▶ [Try it]: Look for the word "jersey" in the entries and copy every line where it shows up.

▶ [Records for this task]:

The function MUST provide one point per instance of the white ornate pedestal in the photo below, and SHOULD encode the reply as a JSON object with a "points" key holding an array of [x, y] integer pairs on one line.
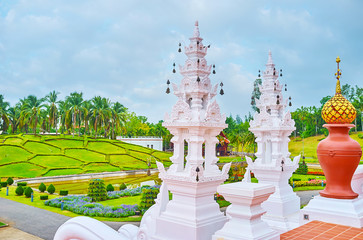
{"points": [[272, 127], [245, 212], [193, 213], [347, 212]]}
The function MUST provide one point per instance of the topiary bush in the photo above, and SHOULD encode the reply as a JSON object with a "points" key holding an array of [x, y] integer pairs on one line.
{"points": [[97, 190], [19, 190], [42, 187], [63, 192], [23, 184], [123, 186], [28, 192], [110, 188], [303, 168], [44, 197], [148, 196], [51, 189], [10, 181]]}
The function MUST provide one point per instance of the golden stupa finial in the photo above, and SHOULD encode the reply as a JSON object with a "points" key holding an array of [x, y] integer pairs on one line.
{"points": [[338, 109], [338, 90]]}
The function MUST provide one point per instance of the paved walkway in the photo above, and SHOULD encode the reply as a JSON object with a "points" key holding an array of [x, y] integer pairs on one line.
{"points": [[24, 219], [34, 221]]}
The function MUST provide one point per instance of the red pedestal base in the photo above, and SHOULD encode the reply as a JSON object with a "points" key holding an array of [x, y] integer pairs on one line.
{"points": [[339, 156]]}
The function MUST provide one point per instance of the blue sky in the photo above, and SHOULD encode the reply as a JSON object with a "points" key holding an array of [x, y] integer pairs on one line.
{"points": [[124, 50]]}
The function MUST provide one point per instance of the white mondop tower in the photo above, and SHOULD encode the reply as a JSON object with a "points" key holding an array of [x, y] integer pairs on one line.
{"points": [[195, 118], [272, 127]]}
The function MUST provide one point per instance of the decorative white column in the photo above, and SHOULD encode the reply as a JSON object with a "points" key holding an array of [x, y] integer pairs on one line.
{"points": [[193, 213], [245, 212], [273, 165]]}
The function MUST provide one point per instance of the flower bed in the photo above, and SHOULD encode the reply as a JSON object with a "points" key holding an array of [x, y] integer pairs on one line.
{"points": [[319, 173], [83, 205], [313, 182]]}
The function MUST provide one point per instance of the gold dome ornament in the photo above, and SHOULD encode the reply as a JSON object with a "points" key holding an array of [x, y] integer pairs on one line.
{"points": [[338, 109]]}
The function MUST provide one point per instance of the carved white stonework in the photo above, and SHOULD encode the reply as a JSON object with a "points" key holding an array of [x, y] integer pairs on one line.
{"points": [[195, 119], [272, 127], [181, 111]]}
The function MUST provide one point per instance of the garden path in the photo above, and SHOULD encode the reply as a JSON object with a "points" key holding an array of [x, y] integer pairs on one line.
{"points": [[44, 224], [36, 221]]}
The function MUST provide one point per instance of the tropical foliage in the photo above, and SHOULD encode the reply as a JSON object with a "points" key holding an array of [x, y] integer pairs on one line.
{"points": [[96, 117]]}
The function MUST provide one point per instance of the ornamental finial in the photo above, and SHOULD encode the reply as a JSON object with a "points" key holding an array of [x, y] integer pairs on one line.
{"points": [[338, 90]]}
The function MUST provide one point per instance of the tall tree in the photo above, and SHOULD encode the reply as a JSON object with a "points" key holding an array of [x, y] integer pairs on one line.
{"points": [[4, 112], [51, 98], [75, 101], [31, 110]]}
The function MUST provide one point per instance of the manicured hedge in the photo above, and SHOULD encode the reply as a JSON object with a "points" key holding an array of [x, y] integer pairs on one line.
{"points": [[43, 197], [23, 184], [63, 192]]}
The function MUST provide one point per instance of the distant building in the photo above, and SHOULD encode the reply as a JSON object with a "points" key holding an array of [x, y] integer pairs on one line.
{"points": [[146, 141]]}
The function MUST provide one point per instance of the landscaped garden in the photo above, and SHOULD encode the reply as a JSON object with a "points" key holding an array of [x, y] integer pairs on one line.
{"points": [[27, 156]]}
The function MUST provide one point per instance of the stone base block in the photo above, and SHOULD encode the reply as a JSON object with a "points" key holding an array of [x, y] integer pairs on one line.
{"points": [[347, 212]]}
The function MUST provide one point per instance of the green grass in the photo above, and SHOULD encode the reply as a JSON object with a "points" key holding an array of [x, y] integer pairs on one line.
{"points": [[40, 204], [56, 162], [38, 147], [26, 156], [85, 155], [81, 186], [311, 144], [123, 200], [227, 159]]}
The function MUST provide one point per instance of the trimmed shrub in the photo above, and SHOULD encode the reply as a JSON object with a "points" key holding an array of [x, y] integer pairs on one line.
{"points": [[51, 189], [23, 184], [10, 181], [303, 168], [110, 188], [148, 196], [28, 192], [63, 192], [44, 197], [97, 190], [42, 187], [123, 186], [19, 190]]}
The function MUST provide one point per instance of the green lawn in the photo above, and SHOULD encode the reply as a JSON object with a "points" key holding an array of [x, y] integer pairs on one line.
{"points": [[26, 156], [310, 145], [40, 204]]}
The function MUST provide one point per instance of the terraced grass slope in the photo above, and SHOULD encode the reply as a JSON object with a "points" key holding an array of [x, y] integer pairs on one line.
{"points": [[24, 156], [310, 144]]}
---
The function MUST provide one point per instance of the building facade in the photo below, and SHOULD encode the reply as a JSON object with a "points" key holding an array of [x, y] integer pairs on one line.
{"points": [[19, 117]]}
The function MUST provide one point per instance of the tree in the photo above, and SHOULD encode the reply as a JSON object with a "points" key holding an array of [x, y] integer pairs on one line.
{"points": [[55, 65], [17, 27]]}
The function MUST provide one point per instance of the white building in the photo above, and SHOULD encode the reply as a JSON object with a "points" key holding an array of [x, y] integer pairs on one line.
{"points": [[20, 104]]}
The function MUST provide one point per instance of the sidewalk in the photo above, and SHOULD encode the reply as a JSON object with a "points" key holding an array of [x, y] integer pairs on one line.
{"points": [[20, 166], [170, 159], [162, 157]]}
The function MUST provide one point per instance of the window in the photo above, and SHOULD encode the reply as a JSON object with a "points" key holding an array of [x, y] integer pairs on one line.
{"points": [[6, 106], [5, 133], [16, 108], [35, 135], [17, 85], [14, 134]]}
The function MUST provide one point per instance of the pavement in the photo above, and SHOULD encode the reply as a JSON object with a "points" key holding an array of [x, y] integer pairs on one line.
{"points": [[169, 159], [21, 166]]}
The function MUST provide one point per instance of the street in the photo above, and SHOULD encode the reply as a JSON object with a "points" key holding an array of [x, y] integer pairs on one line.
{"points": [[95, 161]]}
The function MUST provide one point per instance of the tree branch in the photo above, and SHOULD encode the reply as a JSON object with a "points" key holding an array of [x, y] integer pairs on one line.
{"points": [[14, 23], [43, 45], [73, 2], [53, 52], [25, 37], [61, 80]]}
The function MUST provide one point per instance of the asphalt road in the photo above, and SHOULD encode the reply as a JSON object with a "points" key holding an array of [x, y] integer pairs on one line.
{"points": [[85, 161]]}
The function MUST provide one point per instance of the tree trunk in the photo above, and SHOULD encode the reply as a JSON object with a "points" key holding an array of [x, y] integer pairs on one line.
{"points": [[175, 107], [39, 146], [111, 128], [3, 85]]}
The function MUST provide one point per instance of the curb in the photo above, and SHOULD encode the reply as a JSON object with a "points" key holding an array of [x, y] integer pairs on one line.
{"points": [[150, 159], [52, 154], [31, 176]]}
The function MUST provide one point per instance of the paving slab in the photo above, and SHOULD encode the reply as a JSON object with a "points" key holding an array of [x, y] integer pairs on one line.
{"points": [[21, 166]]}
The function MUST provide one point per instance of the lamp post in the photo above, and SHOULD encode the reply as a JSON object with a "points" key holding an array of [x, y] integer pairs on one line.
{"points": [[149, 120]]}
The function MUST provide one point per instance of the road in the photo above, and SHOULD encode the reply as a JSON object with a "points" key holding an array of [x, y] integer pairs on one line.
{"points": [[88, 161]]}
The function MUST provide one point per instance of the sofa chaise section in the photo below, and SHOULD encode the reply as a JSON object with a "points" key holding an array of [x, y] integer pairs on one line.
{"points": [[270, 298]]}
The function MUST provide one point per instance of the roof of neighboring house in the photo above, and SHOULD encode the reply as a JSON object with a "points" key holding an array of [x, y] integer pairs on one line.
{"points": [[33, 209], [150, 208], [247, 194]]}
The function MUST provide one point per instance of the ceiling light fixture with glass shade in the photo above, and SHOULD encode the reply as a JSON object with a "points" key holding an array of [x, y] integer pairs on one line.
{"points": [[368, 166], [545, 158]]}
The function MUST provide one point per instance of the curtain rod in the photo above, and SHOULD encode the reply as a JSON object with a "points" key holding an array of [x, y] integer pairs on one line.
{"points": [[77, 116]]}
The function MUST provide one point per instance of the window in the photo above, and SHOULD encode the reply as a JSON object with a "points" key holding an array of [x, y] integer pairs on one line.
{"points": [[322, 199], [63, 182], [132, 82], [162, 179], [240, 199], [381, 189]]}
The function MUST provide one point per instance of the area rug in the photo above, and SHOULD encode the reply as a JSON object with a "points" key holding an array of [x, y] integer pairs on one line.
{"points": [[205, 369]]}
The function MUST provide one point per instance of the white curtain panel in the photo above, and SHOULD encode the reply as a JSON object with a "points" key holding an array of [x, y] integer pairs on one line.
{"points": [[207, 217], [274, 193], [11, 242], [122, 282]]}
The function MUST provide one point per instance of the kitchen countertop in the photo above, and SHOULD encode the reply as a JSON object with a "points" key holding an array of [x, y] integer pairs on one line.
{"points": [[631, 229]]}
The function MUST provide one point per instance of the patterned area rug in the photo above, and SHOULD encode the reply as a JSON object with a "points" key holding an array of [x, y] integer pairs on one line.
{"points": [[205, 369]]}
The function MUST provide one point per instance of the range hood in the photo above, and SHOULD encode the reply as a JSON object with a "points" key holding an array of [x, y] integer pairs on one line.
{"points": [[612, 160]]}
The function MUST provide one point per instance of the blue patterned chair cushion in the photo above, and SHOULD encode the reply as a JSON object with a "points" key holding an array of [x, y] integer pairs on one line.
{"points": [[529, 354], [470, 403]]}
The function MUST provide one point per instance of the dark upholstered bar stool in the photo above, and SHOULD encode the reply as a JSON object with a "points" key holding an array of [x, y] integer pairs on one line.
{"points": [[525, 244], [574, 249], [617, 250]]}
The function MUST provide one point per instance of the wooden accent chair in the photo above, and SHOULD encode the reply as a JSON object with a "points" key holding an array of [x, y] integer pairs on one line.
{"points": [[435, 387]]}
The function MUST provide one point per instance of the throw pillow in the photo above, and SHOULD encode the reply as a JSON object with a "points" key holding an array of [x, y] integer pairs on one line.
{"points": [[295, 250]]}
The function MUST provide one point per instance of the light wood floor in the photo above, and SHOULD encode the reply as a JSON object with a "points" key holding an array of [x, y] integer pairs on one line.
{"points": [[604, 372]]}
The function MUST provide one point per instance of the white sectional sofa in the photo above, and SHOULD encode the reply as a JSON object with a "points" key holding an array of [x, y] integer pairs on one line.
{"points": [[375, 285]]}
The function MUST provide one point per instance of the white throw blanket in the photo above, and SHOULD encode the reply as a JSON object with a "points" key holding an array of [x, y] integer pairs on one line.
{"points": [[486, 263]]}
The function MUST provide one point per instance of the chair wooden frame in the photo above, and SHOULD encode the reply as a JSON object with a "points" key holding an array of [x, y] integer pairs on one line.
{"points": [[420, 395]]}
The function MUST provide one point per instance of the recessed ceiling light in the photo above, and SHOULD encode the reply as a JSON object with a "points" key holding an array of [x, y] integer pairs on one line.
--
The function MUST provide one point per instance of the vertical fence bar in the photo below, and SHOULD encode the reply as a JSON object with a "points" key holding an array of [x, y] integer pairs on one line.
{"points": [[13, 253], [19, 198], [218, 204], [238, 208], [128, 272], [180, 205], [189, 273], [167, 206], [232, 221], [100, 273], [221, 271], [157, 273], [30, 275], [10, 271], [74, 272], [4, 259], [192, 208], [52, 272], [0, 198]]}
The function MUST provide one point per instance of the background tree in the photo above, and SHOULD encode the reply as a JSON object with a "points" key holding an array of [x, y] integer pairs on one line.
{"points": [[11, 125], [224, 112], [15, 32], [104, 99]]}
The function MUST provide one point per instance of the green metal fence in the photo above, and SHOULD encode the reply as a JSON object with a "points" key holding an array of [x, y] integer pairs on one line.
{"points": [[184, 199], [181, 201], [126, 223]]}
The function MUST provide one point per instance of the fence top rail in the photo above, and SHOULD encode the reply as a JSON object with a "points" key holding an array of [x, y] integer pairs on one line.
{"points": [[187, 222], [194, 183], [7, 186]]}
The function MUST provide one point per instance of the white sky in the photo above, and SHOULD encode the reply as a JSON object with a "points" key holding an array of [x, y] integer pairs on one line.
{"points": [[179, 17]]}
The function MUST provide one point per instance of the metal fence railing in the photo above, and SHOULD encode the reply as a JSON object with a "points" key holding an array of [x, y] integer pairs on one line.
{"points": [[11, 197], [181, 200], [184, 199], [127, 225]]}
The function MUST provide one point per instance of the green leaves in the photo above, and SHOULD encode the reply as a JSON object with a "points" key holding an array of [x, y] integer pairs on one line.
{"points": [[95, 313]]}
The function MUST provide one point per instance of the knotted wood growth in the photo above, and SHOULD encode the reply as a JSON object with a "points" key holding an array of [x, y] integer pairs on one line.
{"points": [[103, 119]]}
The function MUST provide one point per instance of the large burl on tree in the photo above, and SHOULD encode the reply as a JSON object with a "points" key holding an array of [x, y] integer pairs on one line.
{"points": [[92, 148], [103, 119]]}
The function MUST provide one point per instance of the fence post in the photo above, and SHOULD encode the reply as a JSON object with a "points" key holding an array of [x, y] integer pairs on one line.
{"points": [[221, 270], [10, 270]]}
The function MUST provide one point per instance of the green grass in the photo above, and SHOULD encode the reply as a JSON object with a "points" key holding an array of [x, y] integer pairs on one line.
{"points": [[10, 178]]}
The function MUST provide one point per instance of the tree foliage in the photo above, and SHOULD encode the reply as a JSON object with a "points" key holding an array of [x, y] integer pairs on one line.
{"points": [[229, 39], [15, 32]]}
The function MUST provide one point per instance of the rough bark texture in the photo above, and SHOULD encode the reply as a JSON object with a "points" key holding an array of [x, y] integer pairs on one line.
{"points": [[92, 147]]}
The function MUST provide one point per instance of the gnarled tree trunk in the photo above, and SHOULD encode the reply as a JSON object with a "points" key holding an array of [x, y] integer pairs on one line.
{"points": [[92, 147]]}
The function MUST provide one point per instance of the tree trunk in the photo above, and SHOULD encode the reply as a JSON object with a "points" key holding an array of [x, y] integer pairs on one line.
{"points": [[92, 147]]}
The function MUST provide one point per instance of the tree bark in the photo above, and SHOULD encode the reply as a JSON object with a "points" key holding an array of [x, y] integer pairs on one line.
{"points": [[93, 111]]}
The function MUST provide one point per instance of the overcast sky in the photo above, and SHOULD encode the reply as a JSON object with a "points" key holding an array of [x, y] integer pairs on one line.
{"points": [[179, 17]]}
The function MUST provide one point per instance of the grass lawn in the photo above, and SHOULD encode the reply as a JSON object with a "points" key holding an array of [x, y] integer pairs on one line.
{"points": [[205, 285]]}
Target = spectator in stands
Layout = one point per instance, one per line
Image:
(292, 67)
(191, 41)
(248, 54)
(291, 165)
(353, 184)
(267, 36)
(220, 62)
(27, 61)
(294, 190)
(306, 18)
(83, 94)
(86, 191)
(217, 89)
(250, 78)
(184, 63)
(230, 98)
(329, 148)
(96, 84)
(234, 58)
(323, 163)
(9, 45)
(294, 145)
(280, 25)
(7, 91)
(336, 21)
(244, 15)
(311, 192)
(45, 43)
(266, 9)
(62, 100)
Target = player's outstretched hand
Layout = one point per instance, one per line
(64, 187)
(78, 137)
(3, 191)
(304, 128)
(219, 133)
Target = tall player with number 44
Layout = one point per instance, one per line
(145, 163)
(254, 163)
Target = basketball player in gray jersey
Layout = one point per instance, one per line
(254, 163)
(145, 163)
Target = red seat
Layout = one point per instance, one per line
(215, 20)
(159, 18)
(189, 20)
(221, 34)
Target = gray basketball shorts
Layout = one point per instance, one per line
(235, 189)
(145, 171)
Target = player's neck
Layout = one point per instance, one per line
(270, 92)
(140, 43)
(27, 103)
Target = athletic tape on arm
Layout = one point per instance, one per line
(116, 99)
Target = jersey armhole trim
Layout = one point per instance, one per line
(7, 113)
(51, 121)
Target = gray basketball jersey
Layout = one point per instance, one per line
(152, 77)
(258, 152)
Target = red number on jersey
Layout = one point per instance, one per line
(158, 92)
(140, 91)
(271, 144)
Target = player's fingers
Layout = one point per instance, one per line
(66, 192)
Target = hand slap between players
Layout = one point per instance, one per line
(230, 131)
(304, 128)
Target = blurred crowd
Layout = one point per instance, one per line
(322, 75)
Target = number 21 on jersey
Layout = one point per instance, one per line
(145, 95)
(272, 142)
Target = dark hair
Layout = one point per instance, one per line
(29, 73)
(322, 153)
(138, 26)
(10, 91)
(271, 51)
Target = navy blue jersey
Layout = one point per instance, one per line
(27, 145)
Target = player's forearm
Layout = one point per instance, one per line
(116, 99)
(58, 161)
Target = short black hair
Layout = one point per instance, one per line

▶ [Result of this exercise]:
Target = basketball player in gray jersey
Target = jersey armhole trim
Target = gray basketball jersey
Target = red number on jersey
Target = number 21 on jersey
Target = navy blue jersey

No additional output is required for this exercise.